Excerto do documento |
^^^^^^^^^^^^^^^^

04 maio 2011

As peripécias de uma equipa de... Tezos!

Nem só de vitórias vive o desporto motorizado. Para muitos, o espírito e a amizade movimentam as mais diversas dificuldades e conduzem sempre a um resultado final de nível, mesmo quando a classificação final não espelha isso. Vale a pena ler este diário de bordo da equipa Filipe Martins/Pedro Monteiro, relativo ao Rali de Famalicão, feito na primeira pessoa e certamente estará dentro do espírito das corridas!

Estava eu calmamente sentado e fazendo o rescaldo à minha participação no Rali de Famalicão 2011, quando dei conta, já eu escrevia algumas linhas. Foi então que decidi partilhar com todos os leitores do blog FAMALICÃO MOTOR toda a história da minha participação.

Tudo começou cerca de três meses antes da realização da prova, quando em conversa com o Pedro lhe coloquei o desafio de juntos fazermos o rali da nossa terra. Convite que de pronto foi aceite, mas aqui havia um senão, pois o carro estava sem motor e nós nada ou quase nada percebe-mos de mecânica.

Como eu e o Pedro fazemos parte do corpo activo dos Bombeiros de Famalicão, falamos com dois amigos, o João e o Morais, que de pronto se mostraram com vontade de abraçar o projecto.

Chegou altura de arregaçar as mangas e deitar mão ao trabalho, na garagem onde estava o carro que logo virou ateliê de mecânica improvisado. Nós, os quatro olhávamos para o pequeno Fiat e, não sabíamos por onde começar, pois tínhamos à nossa frente a árdua tarefa de voltar a pôr o Cinquecento a rolar.

O João e Morais ficaram inicialmente com a tarefa de montar o eixo traseiro e o depósito do combustível, sempre com ajuda do Pedro. Enquanto via o montar e desmontar destes dois órgãos mecânicos, eu e a Edite íamos tratando daquilo que deveria ser a ultima coisa, ou seja a decoração.

Concluída a primeira fase da reconstrução do carro, e já com as massas mobilizadas em força, pois a equipa já havia crescido com a entrada da Edite, do Luís, Pedro Pereira, Félix, Costinha, Armindo e Zé Pedro, era altura de pensarmos em colocar o motor no lugar. E foi aqui que as coisas se complicaram.

^^^^^^^^^^^^^^^^

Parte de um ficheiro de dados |
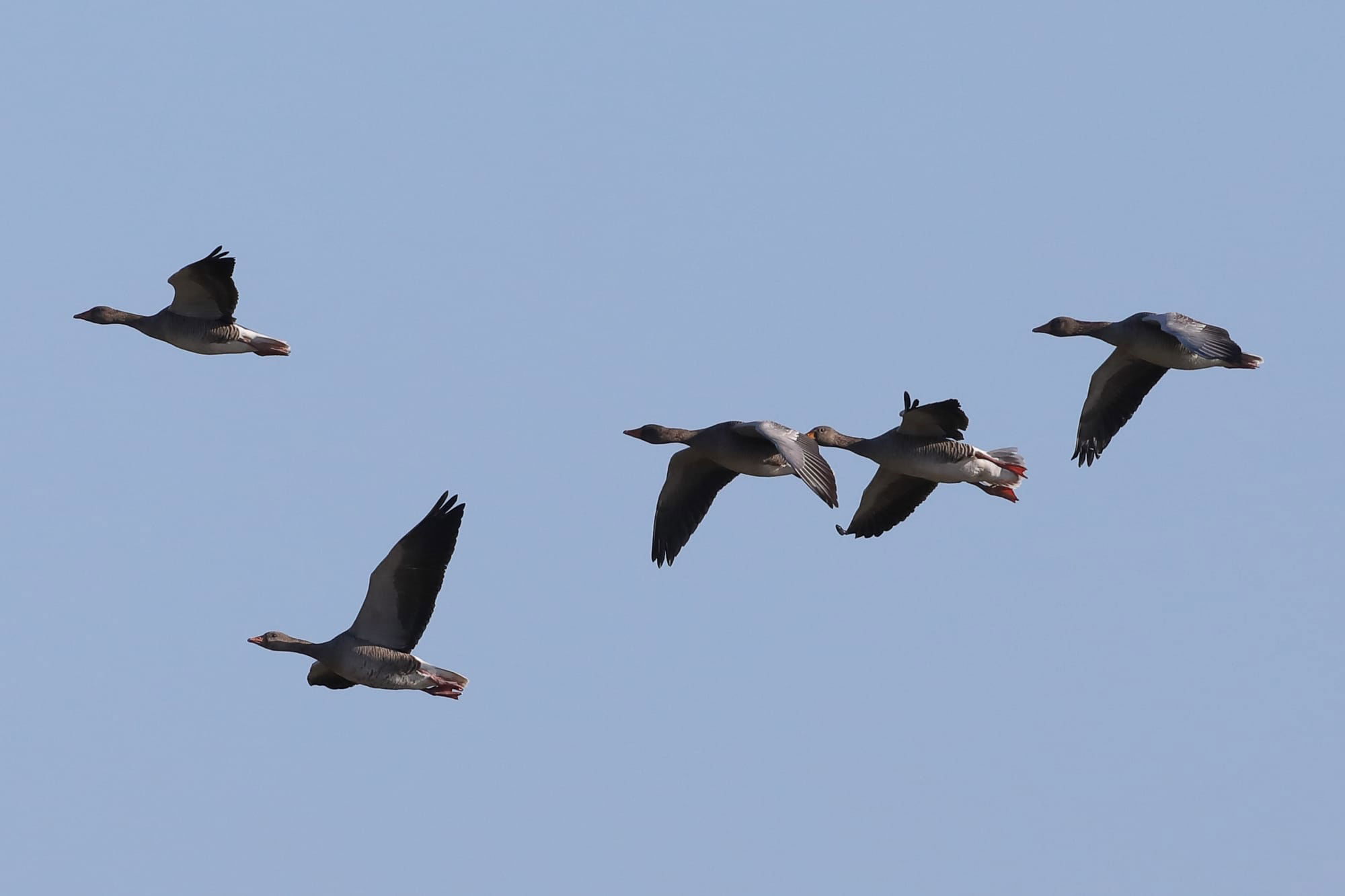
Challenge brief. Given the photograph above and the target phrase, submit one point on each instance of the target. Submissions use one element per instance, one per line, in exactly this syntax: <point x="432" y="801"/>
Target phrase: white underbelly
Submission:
<point x="206" y="348"/>
<point x="933" y="470"/>
<point x="757" y="467"/>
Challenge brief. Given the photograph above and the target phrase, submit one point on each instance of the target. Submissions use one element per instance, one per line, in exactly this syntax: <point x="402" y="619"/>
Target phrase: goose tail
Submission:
<point x="266" y="345"/>
<point x="1013" y="469"/>
<point x="443" y="682"/>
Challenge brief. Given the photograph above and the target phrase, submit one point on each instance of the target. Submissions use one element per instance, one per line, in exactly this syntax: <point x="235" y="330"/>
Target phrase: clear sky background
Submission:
<point x="500" y="235"/>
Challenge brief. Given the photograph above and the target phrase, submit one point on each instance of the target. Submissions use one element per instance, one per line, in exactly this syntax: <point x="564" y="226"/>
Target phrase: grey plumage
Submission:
<point x="201" y="318"/>
<point x="403" y="589"/>
<point x="712" y="459"/>
<point x="914" y="458"/>
<point x="1147" y="348"/>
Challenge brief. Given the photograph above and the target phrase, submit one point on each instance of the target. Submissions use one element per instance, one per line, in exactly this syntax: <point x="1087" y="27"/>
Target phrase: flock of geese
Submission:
<point x="926" y="450"/>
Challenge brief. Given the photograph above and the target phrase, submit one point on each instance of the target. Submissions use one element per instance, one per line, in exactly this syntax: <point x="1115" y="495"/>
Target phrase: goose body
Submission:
<point x="711" y="460"/>
<point x="201" y="318"/>
<point x="1147" y="348"/>
<point x="376" y="650"/>
<point x="923" y="452"/>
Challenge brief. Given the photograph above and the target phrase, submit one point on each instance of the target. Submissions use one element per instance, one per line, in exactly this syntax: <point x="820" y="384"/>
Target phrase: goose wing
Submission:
<point x="1204" y="339"/>
<point x="688" y="493"/>
<point x="206" y="288"/>
<point x="404" y="587"/>
<point x="888" y="499"/>
<point x="801" y="452"/>
<point x="1114" y="395"/>
<point x="941" y="420"/>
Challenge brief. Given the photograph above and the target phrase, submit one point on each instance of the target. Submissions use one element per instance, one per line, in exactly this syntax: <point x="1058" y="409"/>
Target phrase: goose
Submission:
<point x="376" y="650"/>
<point x="1148" y="346"/>
<point x="712" y="458"/>
<point x="201" y="317"/>
<point x="926" y="450"/>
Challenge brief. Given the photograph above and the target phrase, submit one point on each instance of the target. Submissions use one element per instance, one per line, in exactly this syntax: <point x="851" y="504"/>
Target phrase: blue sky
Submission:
<point x="500" y="235"/>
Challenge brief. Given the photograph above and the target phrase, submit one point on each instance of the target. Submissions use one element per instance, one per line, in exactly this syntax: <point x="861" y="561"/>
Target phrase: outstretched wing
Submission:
<point x="1114" y="395"/>
<point x="404" y="587"/>
<point x="1204" y="339"/>
<point x="688" y="493"/>
<point x="206" y="288"/>
<point x="801" y="452"/>
<point x="888" y="499"/>
<point x="941" y="420"/>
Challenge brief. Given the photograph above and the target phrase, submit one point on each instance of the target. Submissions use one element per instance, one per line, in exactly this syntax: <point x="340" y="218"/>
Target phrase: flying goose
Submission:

^^^^^^^^^^^^^^^^

Tarefas a realizar |
1) No texto sobre o Rali de Famalicão, de que corporação fazem parte o autor do diário e o Pedro?
2) Prossiga o texto sobre o Rali de Famalicão a partir da última frase apresentada.

Respostas |
1) Do corpo activo dos Bombeiros de Famalicão.

2)
Estava previsto o italiano levar um novo motor, com mais potência, mas a caixa de velocidades que tínhamos não encaixava nele, e é aqui que todos ficamos a olhar uns para os outros, e viamos o sonho ir por água abaixo. Entre desmontar e cortar caixas de velocidades à rebarbadeira, e experimentar uma série delas, recebemos na equipa a entrada do José Pereira, um amigo de longa data que também participou no Rali de Famalicão como piloto.


Colocando o seu próprio carro em segundo plano, o Zé foi incansável, contando sempre com ajuda do João e do Morais, fizeram de tudo para ver se conseguíamos levar a nova mecânica no rali. Coisa que infelizmente não foi possível. Sem motor, também não podíamos participar no rali e o sonho estava prestes acabar. Mas as dicas de navegação que tinha dado ao Pedro, meu navegador e grande amigo vieram ao de cima e em algumas palavras ele dizia-me, “vamos desistir agora? Não és tu quem me dizes que primeiro sofre-se e só depois se atinge a glória. Onde está o teu espírito de sacrifício?”. E foi no fundo graças a estas palavras e ao incentivo de toda a equipa, que à última da hora tivemos que fazer aquisição de um motor igual ao que tínhamos para podermos realizar a prova famalicense.


Chegado o motor, a sua montagem foi rápida, com o Zé e toda a equipa a mobilizarem-se num domingo de manhã para nesse mesmo dia ainda ouvir-nos o seu roncar. Com a questão do motor resolvida, uma semana antes da realização da prova fomos realizar um pequeno teste, a fim de acertar as ultimas afinações na máquina. E é aqui que tudo se volta a complicar!


Ao final da primeira volta, já eu parava, devido a um pequeno problema com um braço de suspensão traseiro. Coisa que o João, de pronto, resolveu colocando na traseira do Fiat umas suspensões mais macias. Até parecíamos uma equipa de fábrica, com vários tipos de suspensão. Entretanto, o novo motor apresentava uma falha, o que me deixou algo apreensivo pois não era normal. Tira ficha, mete ficha, troca centralina e nada, tudo na mesma. De regresso ao ateliê e com o dia de prova a chegar, levamos o carro ao Bruno, responsável da Auto Reparadora do Ribeirais, que depois de analisar o italiano não chegou a nenhuma conclusão, aconselhando-me a realizar um diagnóstico ao motor.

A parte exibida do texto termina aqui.